| Source extract |
┌────────
Whatever the truth may be, the failure of ‘Heaven’s Gate’ signaled an end to the auteur movement of the 1970s and brought about a sea change in the industry. Hollywood studios tightened their belts and reined in their directors, no longer allowing the blanket artistic freedom that resulted in some of the great masterpieces of the prior decade (including ‘The Deer Hunter’). Filmmaking in the 1980s became much more rigidly corporate controlled, and (as many would argue) overly commercial and soulless. Fair or not, Michael Cimino took the brunt of the blame for that.

‘Heaven’s Gate’ was not quite the end of the road for Cimino. He continued to direct a handful of movies, including ‘Year of the Dragon’, ‘The Sicilian‘, and the remake of ‘Desperate Hours‘, all of which were critically panned and box office duds. His final film, 1996’s ‘Sunchaser’, fared so poorly with test audiences that it went direct-to-video in the United States.
└────────
| Data excerpts |
┌────────
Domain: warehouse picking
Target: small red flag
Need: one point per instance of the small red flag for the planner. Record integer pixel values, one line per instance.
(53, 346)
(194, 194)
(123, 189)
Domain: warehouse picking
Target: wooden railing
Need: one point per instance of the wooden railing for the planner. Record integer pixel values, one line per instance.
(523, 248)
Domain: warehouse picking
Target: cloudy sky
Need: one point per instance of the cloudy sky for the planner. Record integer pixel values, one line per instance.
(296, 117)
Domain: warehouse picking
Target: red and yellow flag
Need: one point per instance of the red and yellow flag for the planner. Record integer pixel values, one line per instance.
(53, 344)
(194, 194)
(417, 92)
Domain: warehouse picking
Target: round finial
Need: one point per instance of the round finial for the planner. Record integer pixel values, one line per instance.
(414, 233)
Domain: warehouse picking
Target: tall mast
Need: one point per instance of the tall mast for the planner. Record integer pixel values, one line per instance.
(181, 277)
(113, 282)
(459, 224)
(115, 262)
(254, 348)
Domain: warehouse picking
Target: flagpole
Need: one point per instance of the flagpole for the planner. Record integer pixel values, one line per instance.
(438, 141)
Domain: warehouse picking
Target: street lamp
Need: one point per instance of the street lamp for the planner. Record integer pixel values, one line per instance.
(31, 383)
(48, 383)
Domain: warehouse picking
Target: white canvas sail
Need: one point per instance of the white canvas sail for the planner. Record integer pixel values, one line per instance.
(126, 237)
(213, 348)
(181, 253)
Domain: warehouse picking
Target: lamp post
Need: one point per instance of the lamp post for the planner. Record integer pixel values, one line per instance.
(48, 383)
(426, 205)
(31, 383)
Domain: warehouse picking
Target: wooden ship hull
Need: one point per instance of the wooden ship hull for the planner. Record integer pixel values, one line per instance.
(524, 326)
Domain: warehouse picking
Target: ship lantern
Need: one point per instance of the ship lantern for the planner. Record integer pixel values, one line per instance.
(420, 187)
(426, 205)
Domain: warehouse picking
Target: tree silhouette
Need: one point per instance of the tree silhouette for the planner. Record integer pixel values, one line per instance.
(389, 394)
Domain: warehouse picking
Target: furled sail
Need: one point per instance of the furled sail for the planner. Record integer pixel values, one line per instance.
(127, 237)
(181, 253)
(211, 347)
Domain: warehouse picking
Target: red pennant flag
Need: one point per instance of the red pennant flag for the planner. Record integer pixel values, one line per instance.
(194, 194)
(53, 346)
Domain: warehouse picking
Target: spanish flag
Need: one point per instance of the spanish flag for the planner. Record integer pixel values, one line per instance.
└────────
| Work instructions |
**a.** Do these statements agree with the passage on Michael Cimino? For each, answer yes or no and quote the deciding words. (i) Cimino stopped directing after 'Heaven's Gate.' (ii) 'Sunchaser' went direct-to-video in the United States. (iii) Filmmaking in the 1980s came under less corporate control.
**b.** Which film titles does the passage on Michael Cimino name?
**c.** Continue the passage on Michael Cimino's career from its last sentence.
The listing has nothing to do with the passage on Michael Cimino.

| Solved problems |
**a.**
(i) No: "He continued to direct a handful of movies"
(ii) Yes: "it went direct-to-video in the United States"
(iii) No: "Filmmaking in the 1980s became much more rigidly corporate controlled"

**b.** Heaven's Gate, The Deer Hunter, Year of the Dragon, The Sicilian, Desperate Hours, Sunchaser

**c.**
Despite its notoriety, ‘Heaven’s Gate’ proved to be quite influential with other filmmakers. Its gritty, revisionist take on the Western genre can be felt especially strongly in the acclaimed HBO series ‘Deadwood’. Over the years, ‘Heaven’s Gate’ has found reappreciation from a number of fans, some of whom have proclaimed it a misunderstood masterpiece. (I don’t think I’d personally go quite that far, but I’ll concede that it has quite a bit of artistic merit buried in the unstructured and meandering plot.) In late 2012, the film was inducted into the Criterion Collection with a new 216-minute Director’s Cut painstakingly supervised by Cimino.

Cimino’s age is most commonly being cited as 77. However, the director was often evasive about his personal life. He’s known to have claimed different birth years at various times, ranging from 1939 to 1952. When ‘The Deer Hunter’ was released, he implied that the story was autobiographical based on his military service in a Green Beret medical unit in Vietnam, but others refuted that he’d ever served in Vietnam. After ‘Heaven’s Gate’, he largely retreated from public view. In later years, he showed up at film festivals with a radically different appearance resulting from obvious plastic surgery that left many speculating that he was transitioning his gender identity to female – claims that Cimino denied.

At the time of this writing, a cause of death has not been publicly announced for the filmmaker. He was found dead by police at his home in Los Angeles after friends reported that they couldn’t reach him.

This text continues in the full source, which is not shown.